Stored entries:

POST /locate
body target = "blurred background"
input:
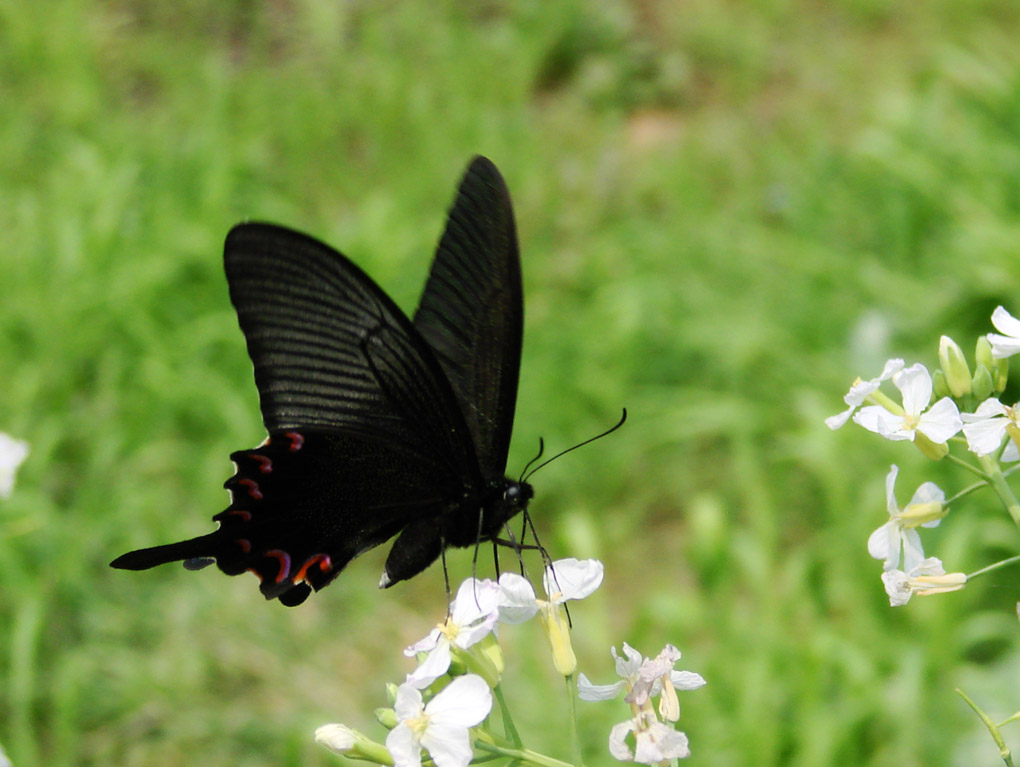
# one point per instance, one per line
(727, 211)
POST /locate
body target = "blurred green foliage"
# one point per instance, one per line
(727, 210)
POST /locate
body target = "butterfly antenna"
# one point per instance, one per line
(589, 441)
(542, 449)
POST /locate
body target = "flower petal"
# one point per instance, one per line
(432, 667)
(426, 645)
(881, 421)
(448, 745)
(572, 578)
(627, 666)
(913, 552)
(890, 503)
(660, 743)
(915, 382)
(517, 602)
(941, 421)
(1006, 322)
(985, 436)
(407, 704)
(618, 748)
(464, 702)
(476, 600)
(406, 752)
(686, 679)
(884, 544)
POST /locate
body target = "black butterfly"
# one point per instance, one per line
(378, 426)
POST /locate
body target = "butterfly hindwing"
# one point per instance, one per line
(378, 426)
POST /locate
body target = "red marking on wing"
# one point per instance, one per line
(285, 563)
(322, 560)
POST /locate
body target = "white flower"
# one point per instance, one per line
(860, 391)
(472, 615)
(927, 577)
(645, 677)
(654, 742)
(938, 423)
(12, 453)
(925, 509)
(564, 579)
(626, 668)
(985, 427)
(656, 676)
(1009, 344)
(442, 726)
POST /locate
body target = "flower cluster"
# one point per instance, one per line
(443, 707)
(931, 413)
(644, 678)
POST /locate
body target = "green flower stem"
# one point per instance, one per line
(1004, 751)
(508, 725)
(996, 566)
(966, 492)
(969, 466)
(523, 756)
(572, 707)
(999, 483)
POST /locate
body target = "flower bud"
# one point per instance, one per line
(999, 368)
(916, 515)
(932, 451)
(558, 632)
(386, 717)
(342, 739)
(939, 387)
(982, 384)
(926, 584)
(337, 737)
(954, 364)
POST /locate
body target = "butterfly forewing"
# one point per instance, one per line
(377, 426)
(332, 351)
(471, 310)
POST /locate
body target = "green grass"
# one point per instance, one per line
(715, 201)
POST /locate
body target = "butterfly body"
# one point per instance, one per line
(378, 425)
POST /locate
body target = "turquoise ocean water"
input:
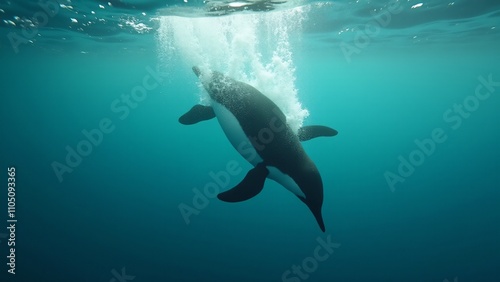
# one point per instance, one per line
(109, 186)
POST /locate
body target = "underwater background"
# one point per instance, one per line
(109, 186)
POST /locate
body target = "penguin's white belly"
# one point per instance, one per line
(240, 141)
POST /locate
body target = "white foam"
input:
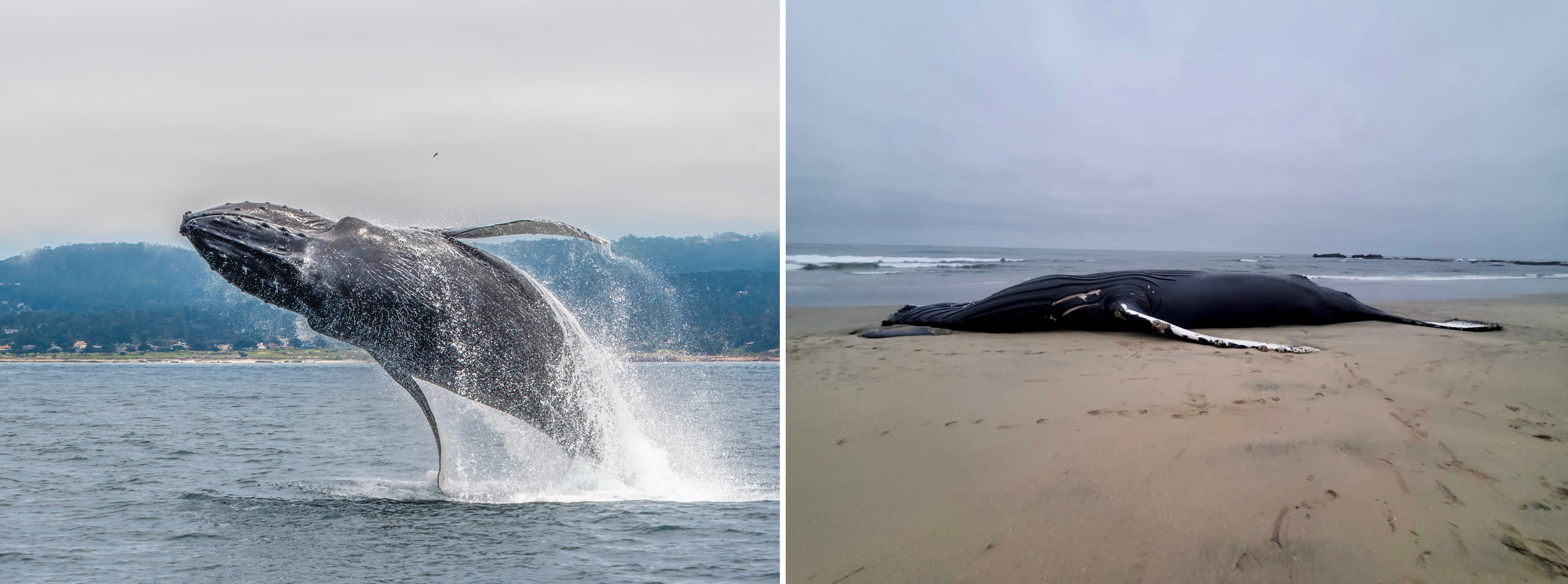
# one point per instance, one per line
(1415, 277)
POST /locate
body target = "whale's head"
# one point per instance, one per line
(309, 264)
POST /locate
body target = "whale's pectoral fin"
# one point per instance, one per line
(1453, 326)
(419, 396)
(902, 330)
(523, 228)
(1186, 335)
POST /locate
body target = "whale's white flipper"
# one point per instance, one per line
(523, 228)
(1186, 335)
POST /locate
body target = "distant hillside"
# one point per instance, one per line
(99, 277)
(697, 294)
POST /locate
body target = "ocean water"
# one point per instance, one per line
(852, 275)
(298, 473)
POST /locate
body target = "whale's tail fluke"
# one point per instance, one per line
(940, 315)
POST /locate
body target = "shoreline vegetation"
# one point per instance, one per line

> Exercise:
Retype each line of the listing above word for word. Exclude the pictures.

> Written answer:
POST /locate
body target = "blurred background"
input:
# one point per instance, one per line
(727, 211)
POST /locate
body target = "blurred green foliage"
# one point per instance, one per line
(727, 210)
POST /locate
body target = "butterfly antenna"
# one point per instance, one per line
(589, 441)
(542, 449)
POST /locate
body target = "flower petal"
# one point per instance, one per line
(432, 667)
(426, 645)
(881, 421)
(448, 745)
(572, 578)
(627, 666)
(913, 552)
(890, 503)
(660, 743)
(915, 382)
(517, 602)
(941, 421)
(1006, 322)
(985, 436)
(407, 704)
(618, 748)
(464, 702)
(476, 600)
(406, 752)
(686, 679)
(884, 544)
POST /locate
body target = "black butterfly"
# one point per instance, one per line
(378, 426)
POST /locate
body target = "butterfly hindwing"
# one point per instance, one per line
(378, 426)
POST /locate
body target = "red marking on wing"
# one point per instance, one per line
(285, 563)
(322, 560)
POST /locate
body target = "white flower"
# one point per instance, one per line
(860, 391)
(472, 615)
(927, 577)
(645, 677)
(654, 742)
(938, 423)
(12, 453)
(925, 509)
(564, 579)
(626, 668)
(985, 427)
(656, 676)
(1009, 344)
(442, 726)
POST /locate
body target = "flower cluster"
# one point per instance, one per line
(443, 707)
(931, 413)
(644, 678)
POST /locate
body target = "green flower stem"
# one point per instance, one per line
(1004, 751)
(508, 725)
(996, 566)
(966, 492)
(969, 466)
(523, 756)
(572, 707)
(999, 483)
POST /locate
body target = "flower bud"
# one point per instance, one per line
(999, 368)
(916, 515)
(932, 451)
(558, 632)
(386, 717)
(342, 739)
(939, 387)
(982, 384)
(926, 584)
(337, 737)
(954, 364)
POST /locate
body target = "butterfly forewing"
# one point per instance, one per line
(377, 426)
(332, 351)
(471, 310)
POST /locate
body target = "green grass"
# one point per instance, one per line
(715, 201)
POST /locate
body target = "butterfly body"
# one point per instance, one per line
(378, 425)
POST /locate
body target = "turquoise ocean water"
input:
# one point per instance, one per line
(109, 186)
POST /locate
body target = "underwater background"
# one point per instance, one per line
(109, 186)
POST /locate
body target = "penguin's white belly"
# one point per instance, one per line
(240, 141)
POST /locate
body target = "white foam"
input:
# one point per instance, one per line
(1415, 277)
POST /locate
body target = "whale's head"
# one point per instance, one per line
(309, 264)
POST /locate
body target = "whale's pectoral fin"
# one point per instance, one per line
(1453, 326)
(419, 396)
(902, 330)
(523, 228)
(1186, 335)
POST /locate
body target = "whale's white flipper"
# one point per instance, one per line
(523, 228)
(1186, 335)
POST /locate
body target = "distant hillside"
# one point per instance, one per line
(99, 277)
(697, 294)
POST /locate
body target = "ocean water"
# one point per instance, one per line
(852, 275)
(298, 473)
POST /locate
body target = "whale's tail fluke"
# one point per instance, one per line
(940, 315)
POST /locate
body target = "shoreline vegetation"
# one point per instance, one per line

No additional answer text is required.